Consignes de l'exercice =
1. Répondez à ces questions d'après l'article sur le dialogue national en Éthiopie :
(a) En quel mois et quelle année les autorités ont-elles mis en place la commission de dialogue national ?
(b) Combien de commissaires le Parlement fédéral a-t-il nommés en février 2022 ?
(c) Par combien de participants chaque woreda sera-t-il représenté aux conférences de zone du dialogue ?
2. Citez fidèlement le passage de l'article sur le dialogue national en Éthiopie qui commence par « En février 2022, le » et se poursuit jusqu'à « bien le cas ? ».
3. Rédigez la suite de l'article sur le dialogue national en Éthiopie, à partir de sa dernière phrase.

Extrait choisi =
******************************
Éthiopie : l’urgence d’un dialogue national crédible et inclusif !

La première phase du dialogue se déroule sans opposition, mais celui-ci risque de ne pas aboutir à un « consensus national ».

En décembre 2021, au plus fort de la guerre entre le gouvernement fédéral éthiopien et les forces tigréennes, les autorités ont mis en place une commission de dialogue national chargée de résoudre les divergences d’opinion sur les questions fondamentales et de forger un « consensus national ». La Commission dispose de trois ans pour atteindre ces objectifs.

En février 2022, le Parlement fédéral a nommé 11 commissaires, et, en mai 2023, un conseil consultatif national a été instauré. La commission entre dans l’une des phases capitales du dialogue national : la sélection des participants et l’élaboration de l’ordre du jour.

Pour aborder les principales causes de conflit en Éthiopie, le processus doit impliquer des acteurs clés de tous bords politiques, est-ce bien le cas ?

Afin d’établir la liste des participants qui choisiront les points à l’ordre du jour de la plénière nationale, la Commission a réparti les Éthiopiens en neuf groupes. Il s’agit des « personnes ayant des moyens de subsistance perceptibles », des femmes, des jeunes, des organisations d’entraide, des dirigeants communautaires, des fonctionnaires, des enseignants, des artisans et des hommes d’affaires.

La sélection des participants ne tient pas compte des principaux facteurs et acteurs du conflit en Éthiopie

Sept organisations de la société civile, organisations communautaires et agences gouvernementales aideront la Commission à identifier 50 représentants parmi les neuf groupes dans chaque woreda (municipalité). En d’autres termes, chaque woreda sera représenté par 450 participants aux conférences de zone du dialogue. Ces participants sélectionneront les points à l’ordre du jour et les représentants aux réunions régionales. Les personnes choisies aux niveaux régional et fédéral participeront à la plénière nationale.

La Commission n’a pas encore attribué de quota ni expliqué sur quels critères les participants régionaux et fédéraux seront retenus. Au moment de la rédaction du rapport de l’Institut d’études de sécurité en novembre 2022, la sélection des participants et de l’ordre du jour était terminée dans six régions et les participants avaient commencé à se réunir à Addis-Abeba.

Cependant, le processus de sélection ne tient pas compte des principaux facteurs et acteurs du conflit en Éthiopie. D’une part, la conceptualisation erronée du point de vue historique et excessivement ambitieuse du dialogue national par le gouvernement en tant qu’ « instrument de résolution des conflits » qui forgerait un « consensus national » n’était pas idéale, comme le rapport de l’ISS l’a mis en évidence.

D’autre part, la Commission a adopté une approche « verticale » dans l’élaboration de l’ordre du jour et la sélection des participants suivant la hiérarchie administrative fédérale (woreda-zone-région-fédéral). Cette approche risque de négliger les principaux acteurs impliqués dans les conflits inter-groupes « horizontaux » et leurs revendications.
******************************
Données fournies =

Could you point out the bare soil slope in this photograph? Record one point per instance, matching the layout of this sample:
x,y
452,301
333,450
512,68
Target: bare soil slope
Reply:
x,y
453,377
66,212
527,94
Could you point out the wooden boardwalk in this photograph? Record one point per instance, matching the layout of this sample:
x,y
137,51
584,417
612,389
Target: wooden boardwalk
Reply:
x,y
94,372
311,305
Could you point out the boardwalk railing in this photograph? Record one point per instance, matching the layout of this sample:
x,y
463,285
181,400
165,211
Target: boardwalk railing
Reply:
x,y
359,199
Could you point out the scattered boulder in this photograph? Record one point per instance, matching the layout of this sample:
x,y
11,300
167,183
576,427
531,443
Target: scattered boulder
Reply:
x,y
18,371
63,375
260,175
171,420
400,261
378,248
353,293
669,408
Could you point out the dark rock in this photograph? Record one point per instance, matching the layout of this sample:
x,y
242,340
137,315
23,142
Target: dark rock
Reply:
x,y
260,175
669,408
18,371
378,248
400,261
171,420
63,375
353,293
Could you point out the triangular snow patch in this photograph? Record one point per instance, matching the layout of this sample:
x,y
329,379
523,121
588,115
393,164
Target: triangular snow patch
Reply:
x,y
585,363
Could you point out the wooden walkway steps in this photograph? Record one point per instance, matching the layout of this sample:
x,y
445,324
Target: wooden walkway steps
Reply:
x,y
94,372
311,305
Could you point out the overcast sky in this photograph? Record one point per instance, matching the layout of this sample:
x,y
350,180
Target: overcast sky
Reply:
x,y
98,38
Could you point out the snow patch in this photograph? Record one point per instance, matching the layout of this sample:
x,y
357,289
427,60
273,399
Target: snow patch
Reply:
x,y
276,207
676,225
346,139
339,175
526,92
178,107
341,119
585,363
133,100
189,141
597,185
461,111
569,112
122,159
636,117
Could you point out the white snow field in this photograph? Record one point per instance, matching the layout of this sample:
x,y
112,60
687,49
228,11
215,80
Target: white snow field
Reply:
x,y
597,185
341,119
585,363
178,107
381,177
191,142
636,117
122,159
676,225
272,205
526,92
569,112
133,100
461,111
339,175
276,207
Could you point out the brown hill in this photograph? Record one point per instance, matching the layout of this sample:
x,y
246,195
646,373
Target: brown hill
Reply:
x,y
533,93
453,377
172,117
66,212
******************************
Les réponses =
1.
(a) En décembre 2021.
(b) 11 commissaires.
(c) Par 450 participants.

2.
En février 2022, le Parlement fédéral a nommé 11 commissaires, et, en mai 2023, un conseil consultatif national a été instauré. La commission entre dans l’une des phases capitales du dialogue national : la sélection des participants et l’élaboration de l’ordre du jour.

Pour aborder les principales causes de conflit en Éthiopie, le processus doit impliquer des acteurs clés de tous bords politiques, est-ce bien le cas ?

3.
Un changement de cap peut éviter au dialogue national de perpétuer l’instabilité

Un changement de cap est nécessaire pour éviter que le dialogue national ne perpétue involontairement l’instabilité au lieu de la réduire. Les ajustements doivent reposer sur une analyse minutieuse des causes profondes et des acteurs à l’origine des divisions ethniques qui attisent les conflits en Éthiopie.

Depuis des décennies, le pays est en proie à la violence entre les prétendants au pouvoir et le gouvernement fédéral. Cette rivalité oppose les Tigréens, les Amhara et les Oromo et représente la dimension verticale du clivage politique. Ces dynamiques se manifestent dans la résistance armée de l’Armée de libération Oromo, du Front de libération du peuple du Tigré (TPLF) et plus récemment du groupe armé Fano contre le gouvernement fédéral.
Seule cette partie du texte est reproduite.